TASK BRIEF:
Could you write the next part of the commentary below on the AI-detection study, picking up after its final sentence?

EXCERPTED TEXT:
I’ve already seen people citing this research as proof that AI detection does not work. Unfortunate to be sure.
Finally, Some Context
I wrote to Weber-Wulff that I am thankful for her work and that of her team. I am. Getting these issues in the conversation is essential.
However, I feel compelled to share some other portions of her response to my first e-mail because I think they illuminate the context in which this particular research was initiated and conducted.
And I thank you for sticking with me.
If you were close reading up top you noted I put the phrase “traumatized students” in quotes. That’s because it’s from Weber-Wulff here:
I realize that the numbers sound good, but look at the non-accuracy rate and what the results are of false positives and false negatives.
My school has 14 000 students. Suppose that each has one text per year examined. That means 840 wrong classifications! And even if only one percent was a false accusation, that is still 140 traumatized students. And it will tend to be those writing in a second language that are thus penalized, as other studies have shown (such as https://arxiv.org/abs/2304.02819).
I don’t know where to start.
To get 840 “wrong classifications” from 14,000, she’s using the 94% average overall correct classification for all 14 systems in her trials. Not all 14 systems are in use at her school, or at any school. Some of the tested systems, I think it’s fair to say, are used by no one, anywhere. Who is using GPT-2 Output Detector Demo? Yet it’s weighted the same as Turnitin and CrossPlag, which are in wide academic use.
By far, the most widely used AI detection system across all schools is Turnitin. It had a 0% “wrong classification” rate for human writing. Zero.
Then, Weber-Wulff seamlessly swaps the terms “classifications” and “accusations” as if they are the same. This assumes that any and every flag of AI text turns into an accusation of misconduct.
As I walked through in Issue 248, this is fantasy. It’s also very dismissive of teachers — assuming they will blindly follow the technology, and the technology only, without using any of their skills or experience. Anyway, all that is in Issue 248, I don’t need to repeat it here. But it does expose a profound lack of understanding about academic integrity realities.
Finally, the study she cites, and where I left the link in, is — to be kind — suspect. I wrote about it at length in Issue 216.

EXTRACTED RECORDS:
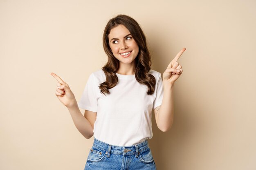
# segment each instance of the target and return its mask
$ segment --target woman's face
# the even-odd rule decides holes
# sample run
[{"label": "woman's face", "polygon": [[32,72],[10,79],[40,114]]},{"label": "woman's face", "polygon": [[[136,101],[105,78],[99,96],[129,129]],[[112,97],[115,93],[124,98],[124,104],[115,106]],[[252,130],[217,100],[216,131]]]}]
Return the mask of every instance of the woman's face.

EXPECTED OUTPUT:
Especially curious when juxtaposed to the previous excerpt, is this from Weber-Wulff:
The systems appear to default to human if they are not sure. That is good for an educational setting, but that does not prove that they work. And our sample was not really that large.
Setting aside the “not really that large” part, which I touched on at the start, it’s very interesting that she says a lean in favor of not flagging human writing is “good for an educational setting.” It is. We’re discussing it in an educational setting.
Not counting citations, her research paper uses the word “students” 31 times. It literally has a section titled, “False Accusations: Harm to individual students.” Yet she says that defaulting to human and minimizing false positives is “good for an education setting.” I’m confused.
And, no, a “default to human” does not prove they work. Four different systems with accuracy rates above 90% proves they work.
The last bit I will share from Weber-Wulff is that, after saying that I read her findings as showing that AI detection works, she wrote:
That is exactly NOT our conclusion! Our focus on academic integrity is a rather different from yours - you assume that students cheat.
We want to teach students to work with integrity. Once they get to the workplace there won't be "guardrails" in place, so our only hope is to instill good academic practice in them!
Yes, her conclusion is clear. We covered that.
I do assume students cheat. Because students cheat. This is not an opinion.
All I can leave you with is that the cited lead author of this study, by inference, does not assume students cheat, wants to “teach students to work with integrity,” references “traumatized students” because of an assumption that every flag of AI similarity spins up a full integrity accusation.